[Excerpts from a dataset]

━━━━━━━━━━━━━━━━

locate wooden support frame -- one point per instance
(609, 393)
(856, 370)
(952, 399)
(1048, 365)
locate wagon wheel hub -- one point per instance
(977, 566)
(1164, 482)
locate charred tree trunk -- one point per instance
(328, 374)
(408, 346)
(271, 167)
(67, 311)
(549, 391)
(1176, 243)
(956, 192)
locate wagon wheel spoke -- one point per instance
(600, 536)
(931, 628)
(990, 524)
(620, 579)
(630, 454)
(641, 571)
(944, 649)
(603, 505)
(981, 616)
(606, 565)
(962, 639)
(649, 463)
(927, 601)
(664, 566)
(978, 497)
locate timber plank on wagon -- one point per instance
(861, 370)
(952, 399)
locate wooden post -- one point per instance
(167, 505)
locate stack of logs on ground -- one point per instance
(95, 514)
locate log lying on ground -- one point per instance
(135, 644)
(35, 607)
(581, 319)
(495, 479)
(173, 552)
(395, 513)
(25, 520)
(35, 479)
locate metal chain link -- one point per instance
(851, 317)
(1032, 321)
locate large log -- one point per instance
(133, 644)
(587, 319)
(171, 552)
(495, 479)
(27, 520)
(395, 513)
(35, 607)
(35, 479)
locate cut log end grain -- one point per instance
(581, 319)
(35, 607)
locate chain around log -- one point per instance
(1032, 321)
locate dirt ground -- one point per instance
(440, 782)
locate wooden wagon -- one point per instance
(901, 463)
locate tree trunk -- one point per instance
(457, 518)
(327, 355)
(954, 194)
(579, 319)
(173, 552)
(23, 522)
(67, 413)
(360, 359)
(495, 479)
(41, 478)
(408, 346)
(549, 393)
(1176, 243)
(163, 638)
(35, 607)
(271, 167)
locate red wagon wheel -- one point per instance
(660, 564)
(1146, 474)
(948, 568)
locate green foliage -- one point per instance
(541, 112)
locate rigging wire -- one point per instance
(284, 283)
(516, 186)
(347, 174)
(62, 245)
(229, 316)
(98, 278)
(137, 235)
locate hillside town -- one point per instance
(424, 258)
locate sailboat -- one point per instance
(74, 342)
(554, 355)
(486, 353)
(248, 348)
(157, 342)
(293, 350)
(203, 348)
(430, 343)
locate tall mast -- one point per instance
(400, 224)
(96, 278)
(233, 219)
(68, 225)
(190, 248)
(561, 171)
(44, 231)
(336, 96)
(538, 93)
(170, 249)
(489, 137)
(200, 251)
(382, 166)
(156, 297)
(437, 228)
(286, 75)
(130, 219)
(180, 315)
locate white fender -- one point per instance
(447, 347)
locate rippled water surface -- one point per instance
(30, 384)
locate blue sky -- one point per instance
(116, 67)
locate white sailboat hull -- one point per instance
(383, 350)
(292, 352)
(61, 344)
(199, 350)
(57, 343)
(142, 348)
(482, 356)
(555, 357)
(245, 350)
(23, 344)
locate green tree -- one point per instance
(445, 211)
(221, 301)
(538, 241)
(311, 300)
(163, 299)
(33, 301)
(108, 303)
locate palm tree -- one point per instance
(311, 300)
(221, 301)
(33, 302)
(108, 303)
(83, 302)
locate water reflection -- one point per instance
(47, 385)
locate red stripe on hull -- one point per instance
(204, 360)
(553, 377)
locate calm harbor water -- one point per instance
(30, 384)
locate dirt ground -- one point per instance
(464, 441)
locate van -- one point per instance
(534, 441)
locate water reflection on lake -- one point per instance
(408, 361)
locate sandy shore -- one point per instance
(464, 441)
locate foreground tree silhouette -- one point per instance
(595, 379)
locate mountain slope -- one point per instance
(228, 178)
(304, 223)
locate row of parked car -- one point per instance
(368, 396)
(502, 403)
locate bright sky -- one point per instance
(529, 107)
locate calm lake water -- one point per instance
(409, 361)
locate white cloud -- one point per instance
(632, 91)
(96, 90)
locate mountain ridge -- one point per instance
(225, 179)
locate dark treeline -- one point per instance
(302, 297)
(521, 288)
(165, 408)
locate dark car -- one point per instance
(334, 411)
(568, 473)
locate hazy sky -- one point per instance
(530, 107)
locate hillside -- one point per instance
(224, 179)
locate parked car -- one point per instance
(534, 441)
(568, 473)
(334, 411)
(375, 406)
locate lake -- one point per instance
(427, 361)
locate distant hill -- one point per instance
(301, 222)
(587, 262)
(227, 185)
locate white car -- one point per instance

━━━━━━━━━━━━━━━━

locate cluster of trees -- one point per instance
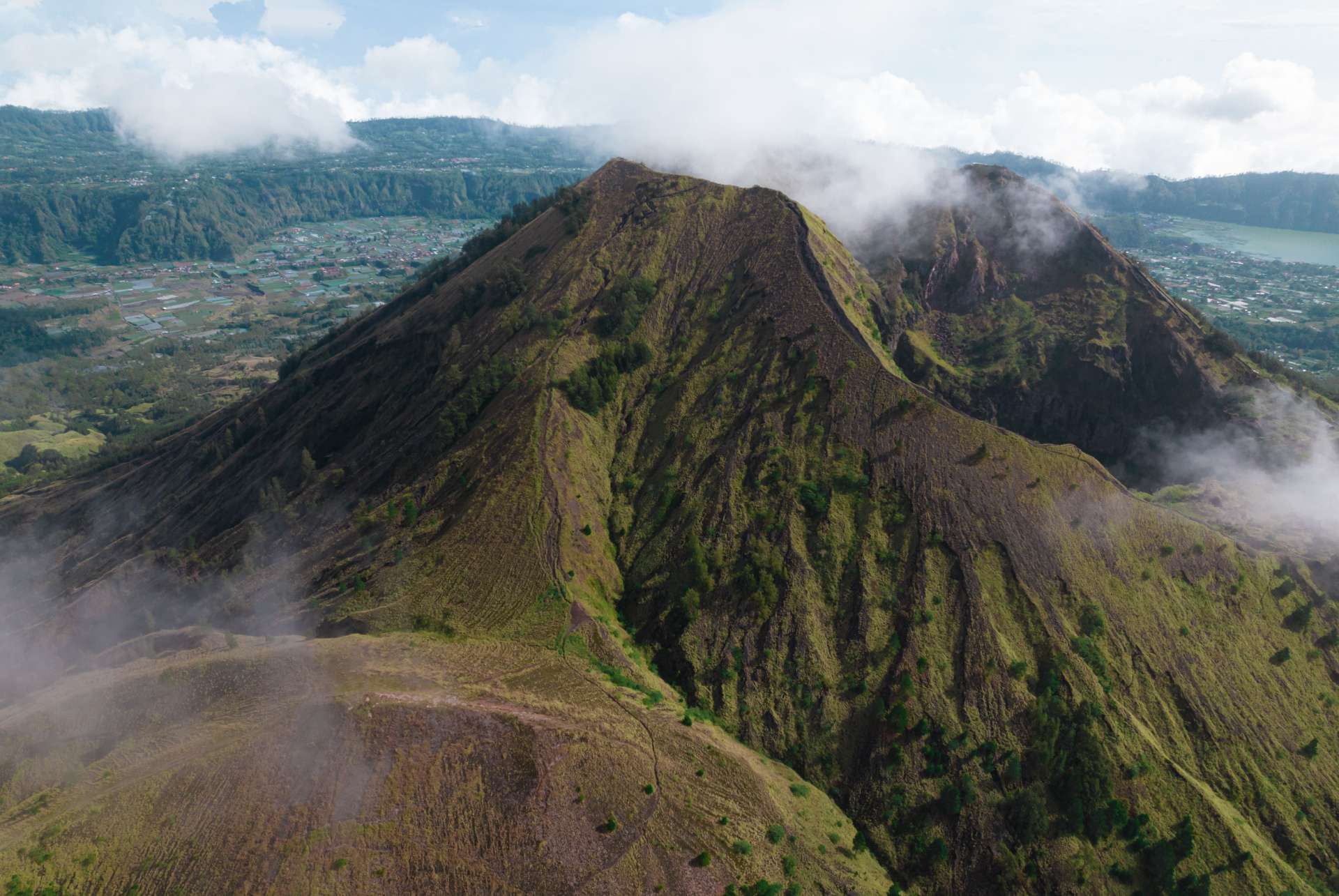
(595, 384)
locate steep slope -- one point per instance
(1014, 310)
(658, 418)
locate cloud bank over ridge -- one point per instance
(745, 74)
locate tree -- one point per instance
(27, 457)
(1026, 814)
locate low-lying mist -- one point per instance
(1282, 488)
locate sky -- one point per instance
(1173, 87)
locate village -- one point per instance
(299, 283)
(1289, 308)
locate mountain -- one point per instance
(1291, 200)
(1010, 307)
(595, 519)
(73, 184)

━━━━━━━━━━━━━━━━

### Exercise instructions
Extract exactly and only the lines above from the line containing "locate dark car -- one point per instance" through the line containing "locate white car -- one point per instance", both end lines included.

### Result of this task
locate dark car -- one point per instance
(334, 411)
(568, 473)
locate hazy sky -- one point per instance
(530, 107)
locate hillside -- one point per instance
(224, 179)
locate parked car -- one point per instance
(534, 441)
(568, 473)
(334, 411)
(375, 406)
locate lake -- one point per instance
(427, 361)
locate distant hill -- one point per instance
(301, 222)
(587, 262)
(227, 185)
locate white car -- one point per instance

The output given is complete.